**** Page extract
The pulp is then pushed through small holes to create fibres which can then be spun into yarns and then spun into fabrics.
BENEFITS OF RAYON
Rayon’s value lies in its ability to imitate a range of luxury fabrics at a generally cheaper price. Viscose, the most common version of rayon, is able to imitate silk while other forms of rayon can give the effect of organic cotton or wool.
Thanks to the number of materials it can mimic, rayon has great versatility. It also drapes very well. Provides a luxurious feel and dyes easily. It therefore has a huge range of uses including clothing, furniture and bedding.
Fabrics in the rayon family have great breathability overall. They absorb moisture well and when used as bedding, they help to regulate temperature throughout the night and prevent sweating.
Although great overall, the breathability varies depending on which type of rayon fabric is used. Some, like viscose, are not quite as breathable as the silk it imitates. Although viscose is a great silk alternative, it is never quite as good as the real thing.
However, others, such as Lyocell or Tencel™, may be even more breathable than natural materials. Tencel has unmatched softness which, combined with its breathability, makes it the ideal choice for clothing and bedding.
********
**** Data shown
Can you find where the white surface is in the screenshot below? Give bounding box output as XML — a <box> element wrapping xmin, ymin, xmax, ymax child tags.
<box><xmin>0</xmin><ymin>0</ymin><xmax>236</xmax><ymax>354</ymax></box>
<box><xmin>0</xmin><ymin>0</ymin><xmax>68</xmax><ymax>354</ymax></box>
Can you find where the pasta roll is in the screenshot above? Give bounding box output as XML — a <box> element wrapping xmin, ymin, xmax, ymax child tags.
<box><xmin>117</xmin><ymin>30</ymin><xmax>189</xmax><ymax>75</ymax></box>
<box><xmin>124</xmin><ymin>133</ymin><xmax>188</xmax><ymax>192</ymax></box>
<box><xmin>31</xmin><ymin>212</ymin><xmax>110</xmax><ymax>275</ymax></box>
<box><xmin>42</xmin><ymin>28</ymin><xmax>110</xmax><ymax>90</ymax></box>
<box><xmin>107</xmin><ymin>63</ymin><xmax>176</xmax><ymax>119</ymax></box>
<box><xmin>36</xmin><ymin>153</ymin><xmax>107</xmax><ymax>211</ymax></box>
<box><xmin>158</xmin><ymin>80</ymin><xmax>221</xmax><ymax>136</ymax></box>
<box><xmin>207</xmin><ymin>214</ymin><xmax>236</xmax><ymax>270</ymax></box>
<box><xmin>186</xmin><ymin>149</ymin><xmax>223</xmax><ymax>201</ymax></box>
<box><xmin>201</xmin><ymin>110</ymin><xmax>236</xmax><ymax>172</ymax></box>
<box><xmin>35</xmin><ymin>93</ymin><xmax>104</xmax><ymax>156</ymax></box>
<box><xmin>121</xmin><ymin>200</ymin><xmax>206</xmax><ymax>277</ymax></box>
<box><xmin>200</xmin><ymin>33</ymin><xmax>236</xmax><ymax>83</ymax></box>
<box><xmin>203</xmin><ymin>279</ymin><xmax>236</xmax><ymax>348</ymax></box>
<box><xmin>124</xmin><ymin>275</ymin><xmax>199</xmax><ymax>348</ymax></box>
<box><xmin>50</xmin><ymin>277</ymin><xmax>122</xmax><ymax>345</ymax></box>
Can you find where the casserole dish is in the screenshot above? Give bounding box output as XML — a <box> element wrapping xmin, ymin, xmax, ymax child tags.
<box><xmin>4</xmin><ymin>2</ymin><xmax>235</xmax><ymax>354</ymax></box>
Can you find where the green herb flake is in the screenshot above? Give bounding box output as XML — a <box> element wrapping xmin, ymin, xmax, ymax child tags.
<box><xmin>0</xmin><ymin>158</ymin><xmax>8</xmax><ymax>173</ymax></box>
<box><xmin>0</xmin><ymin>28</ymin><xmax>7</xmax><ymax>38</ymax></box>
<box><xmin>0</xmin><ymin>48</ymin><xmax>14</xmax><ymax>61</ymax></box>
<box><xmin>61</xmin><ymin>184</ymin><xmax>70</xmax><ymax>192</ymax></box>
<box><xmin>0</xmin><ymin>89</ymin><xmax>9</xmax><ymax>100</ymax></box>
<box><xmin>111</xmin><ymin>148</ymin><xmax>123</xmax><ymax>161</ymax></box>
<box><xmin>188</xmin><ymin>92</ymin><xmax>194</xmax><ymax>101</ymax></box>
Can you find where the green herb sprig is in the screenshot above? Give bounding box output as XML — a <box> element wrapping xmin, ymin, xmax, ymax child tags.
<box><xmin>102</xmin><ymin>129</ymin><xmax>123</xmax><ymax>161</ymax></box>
********
Tasks to carry out:
[A] Pull out the rayon passage word for word from "Thanks to the" to "furniture and bedding.".
[B] Extend the rayon passage, picking up right after its final sentence.

Results for each task:
[A]
Thanks to the number of materials it can mimic, rayon has great versatility. It also drapes very well. Provides a luxurious feel and dyes easily. It therefore has a huge range of uses including clothing, furniture and bedding.

[B]
PROBLEMS WITH RAYON
Unlike the silk it imitates, viscose rayon is not very strong or durable. It is easily damaged by light, moisture, heat and general wear and tear.
Viscose cannot be machine washed as it will be quickly misshapen through stretching or shrinkage of the fabric. Bedding or clothing made of viscose must be hand laundered and air dried, which can take up a lot of extra time.
Modal rayon is slightly stronger than viscose. It will last longer and can be machine washed, albeit at a cold temperature.
Lyocell, sold as Tencel™ is by far the strongest and most durable form of rayon. It is easy to care for, shrink resistant and will last a very long time. In the case of Tencel™, it is even stronger and more durable than organic cotton and silk!
IS RAYON SUSTAINABLE?
Again, the sustainability of rayon depends on the fabric. The two factors that determine whether a fabric is sustainable is the materials it is made from and the process by which it is made.
Regarding the original source of materials, every version of rayon has the potential to be sustainable as the cellulose comes from plants which is a renewable source. Unfortunately, this is not the case.
The overwhelming majority of plants grown for the production of viscose are not grown sustainably which has led to deforestation and major damage to local environments.
Modal is sourced from beech trees. Some brands that use modal fabrics have set up sustainable beech tree forests from which they get their materials. However, other manufacturers or vendors of modal are not as responsible and there are many modal products of the market with unsustainable sources.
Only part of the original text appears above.